• _Exercise directions_
What star rating did Mike James give David Chisnal's book in the Go book reviews?

• _Extract provided_
-------

Mike James gave this title the maximum five stars, saying that overall it’s a great introduction to Go if you’re in a hurry and not a complete dummy. He said that while it won’t make you an expert, it will do more than just start you. There are no large-scale examples, although Mike considers that to be an advantage. It’s also too short to cover everything, but for its size it covers enough.

Highly recommended if you want a Go refresh.


Author: Wei-Meng Lee
Publisher: For Dummies
Pages: 336
ISBN: 978-1119786191

This recommendation from Mike James is made even though he says this is not a book for dummies. Giving the title four stars, Mike says it’s a fairly reasonable book on Go, well-written and to the point.

Mike says that overall it’s a fairly standard account of a language for anyone who already knows how to program, but it’s not as concise as you might like in the early chapters. It doesn’t do a good job of selling the benefits of Go as a language, and it doesn’t discuss Go as a systems programming language. You might want a copy if some of the practical examples are things you want to do.


Author: Alan AA Donovan and Brian W. Kernighan
Publisher: Addison Wesley
Pages: 400
ISBN: 978-0134190440

When reviewing this book, Harry Fairhead posed the question “Can Brian Kenighan do for Go what he did for C?” Brian W. Kernighan wrote the classic guide to C, back when it was a new language, co-authoring it with Dennis Richie, one of the creators of C. There’s a lot on Go that are similar to C, and indeed this book has similarities to the classic “The C Programming Language” beyond the shape of the title.

Harry’s conclusion was that this book was easy to read was not as useful as the original classic K&R book on C. Harry learned C from the K&R book over a weekend, but couldn’t say the book Go had transformed him overnight into a Go. programmer in the same way. Awarding four stars, Harry called the title concise, but said there was so much more to say, concluding: “After reading it, you can probably write Go programs, but probably not with confidence – there has too much to remember.”


Author: David Chisnal
Publisher: Addison Wesley
Pages: 288
ISBN: 978-0321817143

Don’t make the mistake of thinking this “phrasebook” is just some sort of reference. It’s one of the best introductions to the Go language you can find and why it’s packaged that way is a mystery, according to Mike James, who gave the book a 4.5 star rating.

He says you can expect to read this book cover to cover despite its small size and being labeled a “phrasebook” because it’s more than just a cookbook or a list of idioms in Go. Rather, it’s a perfectly readable introduction to the language that has been misrepresented.

Mike says if you’re looking for a quick introduction to Go and are a reasonably proficient programmer, this comes highly recommended. However, he hopes the publisher will produce a revised book with bigger pages and a better title!

-------

• _Entries supplied_
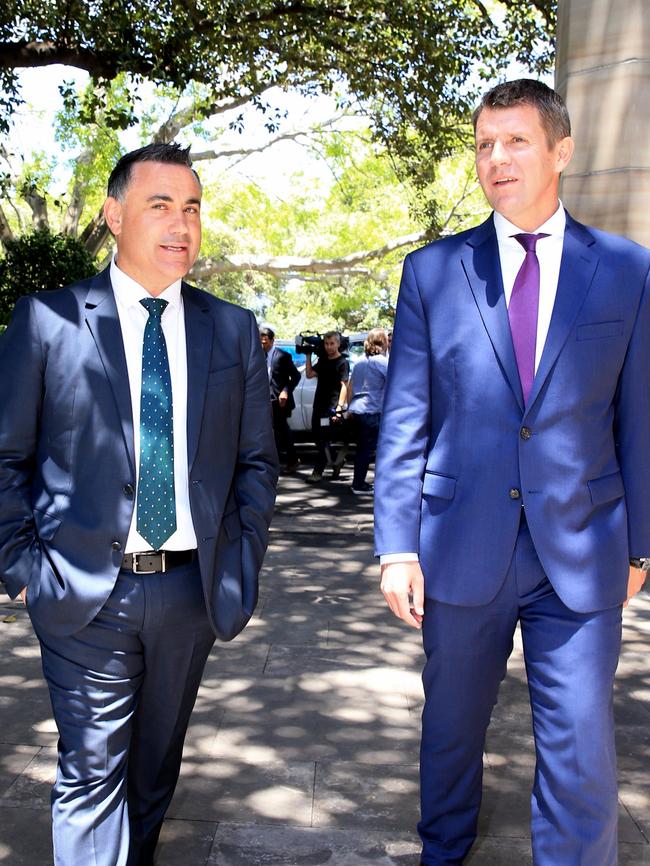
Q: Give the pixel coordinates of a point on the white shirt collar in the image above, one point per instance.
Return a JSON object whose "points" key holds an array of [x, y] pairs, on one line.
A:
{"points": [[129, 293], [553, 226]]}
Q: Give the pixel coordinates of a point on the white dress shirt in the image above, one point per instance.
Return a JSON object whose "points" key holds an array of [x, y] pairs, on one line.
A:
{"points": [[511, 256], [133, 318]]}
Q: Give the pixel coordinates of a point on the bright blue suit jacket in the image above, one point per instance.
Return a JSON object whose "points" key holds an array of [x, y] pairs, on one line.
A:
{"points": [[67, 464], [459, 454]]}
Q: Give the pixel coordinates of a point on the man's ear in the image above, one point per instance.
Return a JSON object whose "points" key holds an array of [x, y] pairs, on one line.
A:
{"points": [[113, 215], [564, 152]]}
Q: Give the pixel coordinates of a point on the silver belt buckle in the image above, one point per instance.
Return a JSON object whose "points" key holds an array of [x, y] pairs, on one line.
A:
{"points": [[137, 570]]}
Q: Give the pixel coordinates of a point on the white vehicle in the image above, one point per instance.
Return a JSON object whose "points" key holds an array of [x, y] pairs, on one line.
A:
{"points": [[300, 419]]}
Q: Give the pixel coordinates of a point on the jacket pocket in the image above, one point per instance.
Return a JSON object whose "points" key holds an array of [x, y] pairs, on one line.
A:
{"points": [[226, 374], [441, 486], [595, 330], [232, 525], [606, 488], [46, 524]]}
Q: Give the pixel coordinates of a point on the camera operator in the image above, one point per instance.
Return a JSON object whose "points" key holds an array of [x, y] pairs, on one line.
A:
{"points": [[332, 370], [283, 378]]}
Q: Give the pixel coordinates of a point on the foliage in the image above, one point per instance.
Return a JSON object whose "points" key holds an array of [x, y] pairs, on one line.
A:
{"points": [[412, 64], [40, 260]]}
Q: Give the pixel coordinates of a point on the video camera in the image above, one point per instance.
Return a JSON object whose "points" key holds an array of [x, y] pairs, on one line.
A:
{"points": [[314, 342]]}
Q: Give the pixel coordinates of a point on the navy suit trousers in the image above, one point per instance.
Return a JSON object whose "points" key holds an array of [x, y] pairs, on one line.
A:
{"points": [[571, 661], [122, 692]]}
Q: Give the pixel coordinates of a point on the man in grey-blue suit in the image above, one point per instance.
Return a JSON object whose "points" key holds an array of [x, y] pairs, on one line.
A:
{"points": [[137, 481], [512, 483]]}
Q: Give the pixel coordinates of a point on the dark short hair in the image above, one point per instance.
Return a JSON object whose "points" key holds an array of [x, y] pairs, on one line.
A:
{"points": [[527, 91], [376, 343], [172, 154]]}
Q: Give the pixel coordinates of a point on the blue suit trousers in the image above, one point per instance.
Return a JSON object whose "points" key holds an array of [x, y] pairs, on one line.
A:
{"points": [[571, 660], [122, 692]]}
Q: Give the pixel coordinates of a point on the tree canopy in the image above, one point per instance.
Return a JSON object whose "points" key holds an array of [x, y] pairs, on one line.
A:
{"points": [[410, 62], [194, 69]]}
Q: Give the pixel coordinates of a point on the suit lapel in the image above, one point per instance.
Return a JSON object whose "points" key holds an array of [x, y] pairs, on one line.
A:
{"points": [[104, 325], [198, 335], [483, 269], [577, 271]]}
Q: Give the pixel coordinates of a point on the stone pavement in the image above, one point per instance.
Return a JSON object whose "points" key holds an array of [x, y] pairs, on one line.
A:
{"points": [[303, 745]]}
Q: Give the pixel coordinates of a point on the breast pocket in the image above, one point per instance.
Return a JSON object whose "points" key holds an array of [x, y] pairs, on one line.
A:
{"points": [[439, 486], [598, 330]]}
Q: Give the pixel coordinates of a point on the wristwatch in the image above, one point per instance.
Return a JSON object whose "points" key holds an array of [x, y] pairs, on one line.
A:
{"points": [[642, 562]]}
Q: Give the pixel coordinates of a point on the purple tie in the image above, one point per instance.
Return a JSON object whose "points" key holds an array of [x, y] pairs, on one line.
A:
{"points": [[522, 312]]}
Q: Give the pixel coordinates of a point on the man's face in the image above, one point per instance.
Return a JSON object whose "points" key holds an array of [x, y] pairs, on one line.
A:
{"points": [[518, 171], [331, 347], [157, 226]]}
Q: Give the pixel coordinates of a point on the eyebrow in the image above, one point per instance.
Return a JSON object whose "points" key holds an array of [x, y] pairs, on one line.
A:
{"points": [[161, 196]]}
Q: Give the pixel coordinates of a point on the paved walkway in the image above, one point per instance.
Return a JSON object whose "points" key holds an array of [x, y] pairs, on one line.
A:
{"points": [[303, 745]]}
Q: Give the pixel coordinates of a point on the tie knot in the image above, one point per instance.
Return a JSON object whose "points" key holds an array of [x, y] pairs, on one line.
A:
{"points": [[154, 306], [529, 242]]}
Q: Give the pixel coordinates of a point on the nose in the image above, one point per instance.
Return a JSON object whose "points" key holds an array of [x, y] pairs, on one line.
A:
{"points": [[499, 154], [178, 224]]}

-------

• _Written response_
4.5 stars.